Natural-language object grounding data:
• • • •

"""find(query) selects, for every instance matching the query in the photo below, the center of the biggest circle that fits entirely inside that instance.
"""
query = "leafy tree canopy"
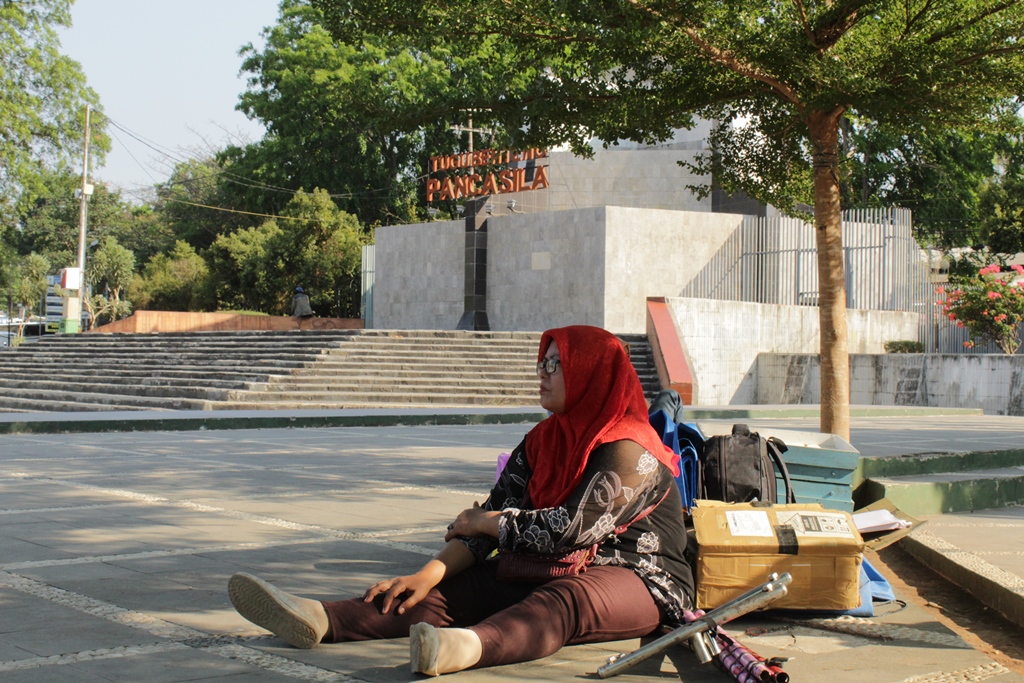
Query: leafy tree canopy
(1001, 205)
(50, 223)
(177, 281)
(42, 99)
(778, 77)
(356, 119)
(940, 176)
(312, 244)
(187, 203)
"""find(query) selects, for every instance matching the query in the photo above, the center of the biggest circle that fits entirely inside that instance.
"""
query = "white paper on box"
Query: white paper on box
(749, 522)
(817, 524)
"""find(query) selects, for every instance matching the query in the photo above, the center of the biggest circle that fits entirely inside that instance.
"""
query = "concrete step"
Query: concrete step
(465, 382)
(201, 364)
(385, 373)
(71, 400)
(137, 388)
(288, 370)
(428, 392)
(398, 400)
(27, 381)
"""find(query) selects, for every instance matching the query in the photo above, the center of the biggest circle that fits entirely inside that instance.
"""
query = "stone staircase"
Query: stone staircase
(279, 371)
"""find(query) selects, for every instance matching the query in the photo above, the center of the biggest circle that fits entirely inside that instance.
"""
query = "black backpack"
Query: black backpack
(740, 468)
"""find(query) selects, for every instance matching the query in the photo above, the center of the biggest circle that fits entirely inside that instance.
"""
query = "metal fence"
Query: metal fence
(774, 260)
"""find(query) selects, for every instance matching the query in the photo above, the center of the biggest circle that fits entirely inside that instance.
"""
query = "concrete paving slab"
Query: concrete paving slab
(324, 512)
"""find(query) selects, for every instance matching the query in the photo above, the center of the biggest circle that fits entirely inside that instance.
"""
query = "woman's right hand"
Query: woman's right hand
(414, 586)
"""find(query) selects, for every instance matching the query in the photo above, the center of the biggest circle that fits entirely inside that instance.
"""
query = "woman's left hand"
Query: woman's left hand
(474, 521)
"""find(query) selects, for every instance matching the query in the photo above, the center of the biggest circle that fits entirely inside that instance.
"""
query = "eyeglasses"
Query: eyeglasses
(549, 366)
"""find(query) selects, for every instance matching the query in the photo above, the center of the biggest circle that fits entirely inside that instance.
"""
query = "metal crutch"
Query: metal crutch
(769, 592)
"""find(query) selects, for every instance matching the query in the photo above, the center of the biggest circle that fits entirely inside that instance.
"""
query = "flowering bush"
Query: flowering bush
(990, 305)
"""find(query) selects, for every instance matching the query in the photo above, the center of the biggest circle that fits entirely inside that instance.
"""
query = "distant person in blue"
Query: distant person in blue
(300, 304)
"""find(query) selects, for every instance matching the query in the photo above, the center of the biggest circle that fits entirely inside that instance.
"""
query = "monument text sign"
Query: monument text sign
(521, 173)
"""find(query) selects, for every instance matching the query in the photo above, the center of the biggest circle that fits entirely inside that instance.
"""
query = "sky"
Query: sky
(168, 72)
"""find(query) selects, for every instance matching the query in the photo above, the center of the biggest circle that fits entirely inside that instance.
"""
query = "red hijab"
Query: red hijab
(604, 402)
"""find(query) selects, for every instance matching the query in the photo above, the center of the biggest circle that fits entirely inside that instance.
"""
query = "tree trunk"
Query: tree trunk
(823, 128)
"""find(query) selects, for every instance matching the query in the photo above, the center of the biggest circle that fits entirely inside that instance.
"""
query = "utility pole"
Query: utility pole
(83, 205)
(75, 278)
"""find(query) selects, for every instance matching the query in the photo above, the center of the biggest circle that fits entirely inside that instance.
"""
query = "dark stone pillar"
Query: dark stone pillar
(475, 315)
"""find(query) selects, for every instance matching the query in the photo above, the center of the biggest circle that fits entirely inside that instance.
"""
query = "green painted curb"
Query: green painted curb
(933, 463)
(814, 412)
(930, 498)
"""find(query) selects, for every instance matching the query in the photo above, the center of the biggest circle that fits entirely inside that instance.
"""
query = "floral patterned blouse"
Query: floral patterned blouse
(622, 479)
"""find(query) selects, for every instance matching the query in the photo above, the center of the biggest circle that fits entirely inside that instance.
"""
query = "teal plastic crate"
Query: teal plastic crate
(821, 466)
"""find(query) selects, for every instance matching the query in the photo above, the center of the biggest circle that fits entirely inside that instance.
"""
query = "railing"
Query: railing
(774, 260)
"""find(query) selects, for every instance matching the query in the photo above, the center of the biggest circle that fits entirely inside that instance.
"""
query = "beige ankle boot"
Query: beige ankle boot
(300, 622)
(435, 651)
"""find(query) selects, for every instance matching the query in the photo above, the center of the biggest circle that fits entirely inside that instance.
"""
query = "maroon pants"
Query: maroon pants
(515, 622)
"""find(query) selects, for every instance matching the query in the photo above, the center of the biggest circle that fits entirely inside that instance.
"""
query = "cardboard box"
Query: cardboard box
(740, 544)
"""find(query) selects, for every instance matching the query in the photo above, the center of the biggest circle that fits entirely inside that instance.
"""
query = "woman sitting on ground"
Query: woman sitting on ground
(578, 479)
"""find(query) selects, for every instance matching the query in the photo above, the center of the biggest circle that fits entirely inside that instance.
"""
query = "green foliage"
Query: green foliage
(778, 77)
(50, 223)
(110, 270)
(186, 204)
(29, 283)
(566, 72)
(178, 281)
(312, 244)
(42, 99)
(356, 119)
(1003, 205)
(940, 176)
(904, 346)
(990, 305)
(237, 268)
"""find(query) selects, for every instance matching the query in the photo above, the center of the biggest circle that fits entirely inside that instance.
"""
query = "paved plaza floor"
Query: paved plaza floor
(116, 550)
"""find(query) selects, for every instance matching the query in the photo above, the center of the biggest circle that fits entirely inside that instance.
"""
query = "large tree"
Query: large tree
(310, 244)
(1003, 205)
(343, 117)
(43, 95)
(778, 77)
(49, 223)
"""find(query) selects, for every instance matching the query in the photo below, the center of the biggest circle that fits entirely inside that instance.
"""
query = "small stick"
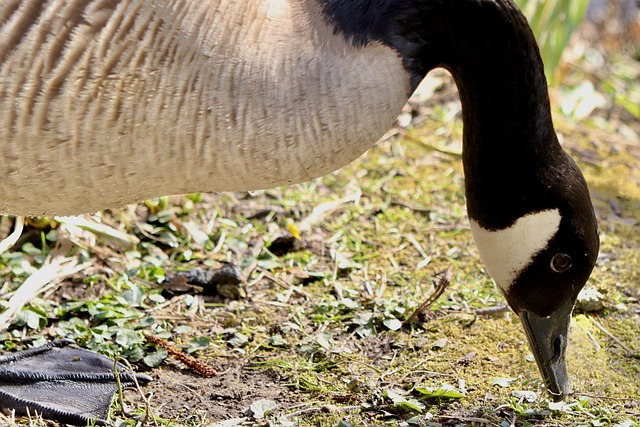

• • • •

→ Activity: Leaving the pictures out, write out every entry exactly.

→ Task answer:
"""find(query) selects, for every instance matching the query in the photo below, the center of the biggest circle that fits entirely inside that instance.
"""
query = "leafy tree canopy"
Query: leafy tree canopy
(1001, 205)
(50, 223)
(177, 281)
(42, 99)
(778, 77)
(356, 119)
(940, 176)
(312, 244)
(187, 203)
"""find(query) selects, for every instance matching the query in the photo above, the center of the biggest circle that fits entirely inside that instance.
"""
query = "white paper on box"
Query: white paper on box
(749, 522)
(817, 524)
"""find(query) selects, for every instance matching the query in the photo above, the center of the biggest circle that fits entirely inside that instance.
"""
query = "concrete step"
Query: concrete step
(465, 382)
(201, 364)
(385, 373)
(71, 400)
(137, 388)
(288, 370)
(428, 392)
(398, 400)
(27, 381)
"""find(query) selects, for every instance matching the query in the photo above, the center of the biggest circle that fits entirely inside that instance.
"""
query = "stone staircase"
Query: stone staircase
(279, 371)
"""find(query) selects, for every instance matching the query in the photo above, the center of the biggest circle that fits entirely inside that instance.
"""
query = "black backpack"
Query: black backpack
(740, 468)
"""find(query) selects, for every instance matching the query in the photo above, the center of the biggest circle that fits entirely inside that instance.
"""
query = "metal fence"
Query: metal fence
(774, 260)
"""find(query) selects, for every instance matching the query in the photo above, the center of the biggest circle that fits entirely inside that instance.
"""
query = "concrete paving slab"
Query: concrete paving slab
(324, 512)
"""find(query) selects, for every instance matching the query in the photo above, the center of the biggest circle that fits entirely inside that instance.
"""
query = "woman's right hand"
Query: woman's right hand
(414, 586)
"""find(query) selects, for every instance matching the query in the photo above, the center of the biggest circle that fits entirely inside that instance.
"""
query = "woman's left hand"
Query: woman's left hand
(474, 521)
"""find(query) selects, for every instance matching the query in the photo above, the center of the biggest circle that fits entirely inside that instance.
"""
query = "eyeglasses"
Query: eyeglasses
(549, 366)
"""find(query) selects, for every instance matching the query in the photo above, the center of the biggest circle that fits entirely inside that instance.
"""
query = "metal crutch"
Query: metal crutch
(769, 592)
"""find(query) selects, for every instance matching the query in the photo above, the center of the biggest circle that fits entirely inside that instance.
"""
query = "flowering bush"
Query: flowering bush
(990, 305)
"""find(query) selects, for every instance matching the query in the photo above, the center of the biggest circle that fits entirely inside that instance.
"""
query = "distant person in blue"
Query: distant person in blue
(300, 304)
"""find(query) selects, for every instance matching the query in the photo above, the center of the biggest circle that fits entirely inside that instance.
"""
query = "monument text sign"
Query: monument text sign
(521, 173)
"""find(query) selects, for every instance matching the query in the photo above, the center of the biggest circle that fits entirely inside that instance.
"""
query = "sky"
Query: sky
(168, 72)
"""find(query) selects, for every instance matching the query in the photo above, the center of the biggest circle that fits entirely inside that instance.
"""
query = "red hijab"
Query: red hijab
(604, 402)
"""find(query) selects, for every instance matching the query in the photo above, the center of the biggest circle that fits entirely inside that instance.
"""
query = "tree trunk"
Query: tree trunk
(823, 128)
"""find(query) selects, for every instance matching the query in the photo above, the center of the biggest circle that fits entirely inside that instance.
"""
query = "utility pole"
Query: utility pole
(83, 205)
(75, 278)
"""find(query) selects, for every instance matching the query in the photo above, the center of the biggest circle that fits entirely inside that instance.
"""
query = "dark stone pillar"
Query: dark stone pillar
(475, 315)
"""find(query) selects, for every instance matching the query in the photo above, the center of the biggest circle that fits entirely inside that instance.
"""
query = "green painted curb"
Query: green painted curb
(933, 463)
(814, 412)
(930, 498)
"""find(query) selects, for every instance matching the query in the photo above, the center of the biggest circle that fits entirely inside that instance.
"""
query = "floral patterned blouse"
Query: floral patterned blouse
(622, 479)
"""find(query) selects, for every instance matching the query in the photo above, the center of the biggest circle that fits entirely inside that instance.
"""
query = "teal plastic crate"
Query: teal plastic crate
(821, 466)
"""find(query) selects, for every instance matching the query in the photo above, the center of the biggest circle that fits entirely inside that instance.
"""
query = "railing"
Query: railing
(774, 260)
"""find(query) selects, for every instance matching the query in the photo above, the center of the biggest circle that fits entirely inside that instance.
"""
query = "beige ankle boot"
Query: beige ankle boot
(300, 622)
(435, 651)
"""find(query) selects, for every instance matching the query in the photo above, the center of the biggest circle that fits entirely inside that instance.
"""
query = "maroon pants"
Query: maroon pants
(515, 622)
"""find(query) selects, for every instance matching the query in the photo above, the center of the biggest circle that fits entirely inside that instance.
"""
query = "cardboard box"
Query: cardboard box
(740, 544)
"""find(query) selects, for every instance matching the query in the photo above, the center of the biggest circle that fits entirely inside that instance.
"""
query = "woman sitting on ground"
Query: woman sitting on ground
(578, 479)
"""find(query) selects, for every instance matching the query in the photo above, the center of the biggest circle that fits entirely inside that instance.
"""
query = "green foliage"
Query: green foliage
(778, 77)
(50, 223)
(110, 270)
(186, 204)
(29, 283)
(566, 72)
(178, 281)
(312, 244)
(42, 99)
(356, 119)
(1003, 205)
(940, 176)
(904, 346)
(990, 305)
(237, 268)
"""find(query) selects, for every instance matching the query in the photo above, the center of the biggest circle that fits entirely inside that instance.
"""
query = "paved plaza floor"
Query: paved plaza floor
(116, 550)
"""find(query) selects, for every instance matching the query in the photo above, the center of the biggest circle that fits entirely inside that instance.
"""
query = "large tree"
Query: large tree
(310, 244)
(1003, 205)
(343, 117)
(43, 95)
(778, 77)
(49, 223)
"""find(query) selects, for every instance matching the query in the photo below, the center of the biggest circle that fits entirely inside that instance.
"""
query = "small stick"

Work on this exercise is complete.